* [TASK REQUIREMENTS] Once you find the line containing "Would you be able to point to the reflection", output it and every line after it to the end of the records, exactly.

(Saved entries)

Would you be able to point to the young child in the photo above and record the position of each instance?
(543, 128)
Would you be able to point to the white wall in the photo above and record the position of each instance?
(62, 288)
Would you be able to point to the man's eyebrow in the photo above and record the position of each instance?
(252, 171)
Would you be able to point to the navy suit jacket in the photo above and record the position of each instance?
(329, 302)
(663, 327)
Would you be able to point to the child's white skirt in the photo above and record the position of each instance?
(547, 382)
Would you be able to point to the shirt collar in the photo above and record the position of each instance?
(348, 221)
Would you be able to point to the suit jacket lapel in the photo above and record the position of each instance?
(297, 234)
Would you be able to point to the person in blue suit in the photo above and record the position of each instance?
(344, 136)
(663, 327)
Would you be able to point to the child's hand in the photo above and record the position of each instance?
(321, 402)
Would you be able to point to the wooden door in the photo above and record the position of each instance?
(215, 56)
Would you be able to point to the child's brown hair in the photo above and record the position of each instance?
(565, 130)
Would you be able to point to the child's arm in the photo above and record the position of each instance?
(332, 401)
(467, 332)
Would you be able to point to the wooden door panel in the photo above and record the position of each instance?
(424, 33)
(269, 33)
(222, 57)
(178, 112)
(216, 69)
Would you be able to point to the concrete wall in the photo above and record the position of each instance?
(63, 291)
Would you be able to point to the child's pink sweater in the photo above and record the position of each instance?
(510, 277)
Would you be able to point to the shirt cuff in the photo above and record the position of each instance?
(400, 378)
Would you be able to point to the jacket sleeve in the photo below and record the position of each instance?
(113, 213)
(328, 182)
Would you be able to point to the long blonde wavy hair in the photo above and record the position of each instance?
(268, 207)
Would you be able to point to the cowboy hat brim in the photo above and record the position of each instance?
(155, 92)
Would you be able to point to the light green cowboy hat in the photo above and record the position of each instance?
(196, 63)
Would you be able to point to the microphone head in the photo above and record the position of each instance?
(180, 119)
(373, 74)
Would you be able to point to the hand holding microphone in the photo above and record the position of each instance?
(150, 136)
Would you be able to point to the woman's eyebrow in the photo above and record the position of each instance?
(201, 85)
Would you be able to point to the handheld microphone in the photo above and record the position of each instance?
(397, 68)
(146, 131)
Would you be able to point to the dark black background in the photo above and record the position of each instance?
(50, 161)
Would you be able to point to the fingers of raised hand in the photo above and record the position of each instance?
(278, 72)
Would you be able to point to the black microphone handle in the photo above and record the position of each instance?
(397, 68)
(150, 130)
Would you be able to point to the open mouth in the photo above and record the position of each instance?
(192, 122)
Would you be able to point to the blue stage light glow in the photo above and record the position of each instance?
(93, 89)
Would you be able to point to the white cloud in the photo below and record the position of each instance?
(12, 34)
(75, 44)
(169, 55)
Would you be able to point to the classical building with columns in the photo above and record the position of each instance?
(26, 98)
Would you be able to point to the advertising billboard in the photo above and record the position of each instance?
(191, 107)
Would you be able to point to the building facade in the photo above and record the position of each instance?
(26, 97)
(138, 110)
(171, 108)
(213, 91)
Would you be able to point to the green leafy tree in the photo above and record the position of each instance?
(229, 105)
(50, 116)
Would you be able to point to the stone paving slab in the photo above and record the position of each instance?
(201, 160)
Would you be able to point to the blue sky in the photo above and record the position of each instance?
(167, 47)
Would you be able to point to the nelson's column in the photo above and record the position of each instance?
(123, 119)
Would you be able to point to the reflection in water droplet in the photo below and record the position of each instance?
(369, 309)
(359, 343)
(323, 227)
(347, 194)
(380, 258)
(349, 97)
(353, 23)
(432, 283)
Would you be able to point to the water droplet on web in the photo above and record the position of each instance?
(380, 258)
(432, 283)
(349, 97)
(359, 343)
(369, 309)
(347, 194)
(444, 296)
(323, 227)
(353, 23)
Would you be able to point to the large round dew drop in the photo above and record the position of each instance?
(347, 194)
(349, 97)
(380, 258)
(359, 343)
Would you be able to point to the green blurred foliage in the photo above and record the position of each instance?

* [YOUR SOLUTION]
Would you be able to point to the reflection in water droplet in the photo below and record the position of each instance?
(369, 309)
(359, 343)
(323, 227)
(347, 194)
(380, 258)
(349, 97)
(353, 23)
(432, 283)
Would you be able to point to the water droplet on web in the photo above and record the position of each instance?
(380, 258)
(432, 283)
(349, 97)
(359, 343)
(369, 309)
(347, 194)
(444, 296)
(323, 227)
(353, 23)
Would you be able to point to the large round dew drop in the photo above and record the position of each instance?
(347, 194)
(349, 97)
(380, 258)
(359, 343)
Would you be able to point to the green blurred foliage in the photo above and record the position of each instance?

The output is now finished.